SOURCE TEXT:
BEGIN

Euphoria is an American teen drama television series created by Sam Levinson, which centres on a group of dysfunctional high school students at East Highland High School. The show premiered on June 16, 2019, on HBO.

Appearances
 Key

Main characters

Ruby "Rue" Bennett
 played by Zendaya
Janice LeAnn Brown (4 years old, "Pilot" and "And Salt the Earth Behind You")
McKenna Rae Roberts (10 years old, "Pilot")
Aliyah Conley (13 years old, "'03 Bonnie and Clyde")
Alumière Glass (3 years old, "Stand Still Like the Hummingbird")
Rue was born on September 14, 2001, 3 days after 9/11. She is a recovering teenage drug addict who is fresh out of rehab and struggling to find her place in the world. Sarcastic and introverted, she serves as the narrator for the series.  She lives with her mom and sister.  Her dad passed away from cancer before the start of the series.  She is best friends with Lexi, having known her since preschool. The plot of the first season mainly revolves around her relationship with Jules. The second season finds her continuing to struggle with addiction as she becomes involved with drug trafficking, and enters an official relationship with Jules.

Alexandra "Lexi" Howard
 played by Maude Apatow
Lexi was born on January 11, 2001. She is Rue's childhood best friend, and Cassie's younger sister. She spends most of her teenage years in the shadow of her big sister, always feeling like an outsider and an observer of her own life.

Determined to do more and to finally step into the spotlight, she creates a play in Season 2 and bases it on everything that has happened around her. At the same time, she grows closer to Fezco after discovering an unexpected compatibility, including some unusual shared interests (such as the 1986 film Stand by Me).

Lexi mentions that her (and Cassie's) mother is Jewish. (Season 2, Episode 1)

Fezco
 played by Angus Cloud
Mason Shea Joyce (10 years old, "Trying to Get to Heaven Before They Close the Door")
Fez is a local drug dealer with a close, sibling-like relationship with Rue.  He was raised by his grandmother who is now invalid.  He lives with Ashtray, whom he considers his business partner, and even though they do not appear to be related, he treats him like a brother. He starts a camaraderie (with romantic undertones) with Lexi in Season 2.

Cal Jacobs
 played by Eric Dane
 Elias Kacavas (18 years old, "Ruminations: Big and Little Bullys")

END

WORK ORDER 1: From the Euphoria character page, reproduce word for word everything from "Alumière Glass (3" down to "official relationship with Jules.".
WORK ORDER 2:
Answer these from the Euphoria character page:
(a) On what date and network did the show premiere?
(b) Who plays Lexi?
(c) Who raised Fezco?
WORK ORDER 3: Summarize the Euphoria character page in two sentences.

GIVEN MATERIAL:

BEGIN

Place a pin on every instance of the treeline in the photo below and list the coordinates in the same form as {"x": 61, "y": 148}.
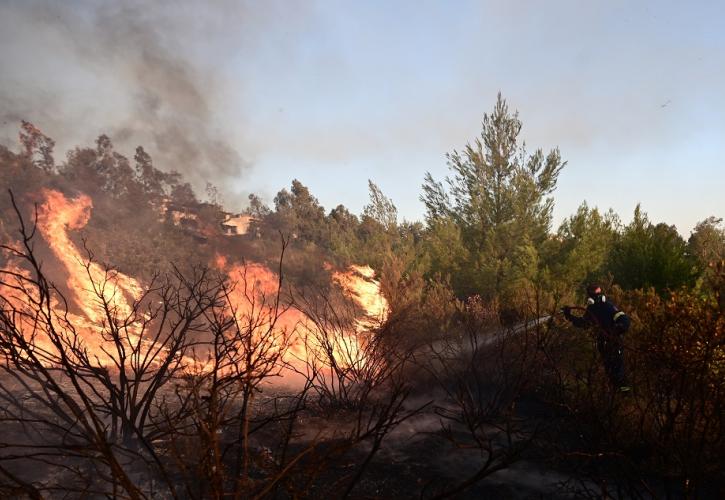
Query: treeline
{"x": 487, "y": 229}
{"x": 461, "y": 284}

END

WRITTEN RESPONSE 1:
Alumière Glass (3 years old, "Stand Still Like the Hummingbird")
Rue was born on September 14, 2001, 3 days after 9/11. She is a recovering teenage drug addict who is fresh out of rehab and struggling to find her place in the world. Sarcastic and introverted, she serves as the narrator for the series.  She lives with her mom and sister.  Her dad passed away from cancer before the start of the series.  She is best friends with Lexi, having known her since preschool. The plot of the first season mainly revolves around her relationship with Jules. The second season finds her continuing to struggle with addiction as she becomes involved with drug trafficking, and enters an official relationship with Jules.

WRITTEN RESPONSE 2:
(a) June 16, 2019, on HBO
(b) Maude Apatow
(c) His grandmother

WRITTEN RESPONSE 3: Euphoria is an American teen drama series created by Sam Levinson that follows a group of dysfunctional students at East Highland High School and premiered on HBO on June 16, 2019. Its main characters include Rue, a recovering teenage drug addict played by Zendaya who narrates the series; her childhood best friend Lexi, played by Maude Apatow; and Fezco, a local drug dealer played by Angus Cloud.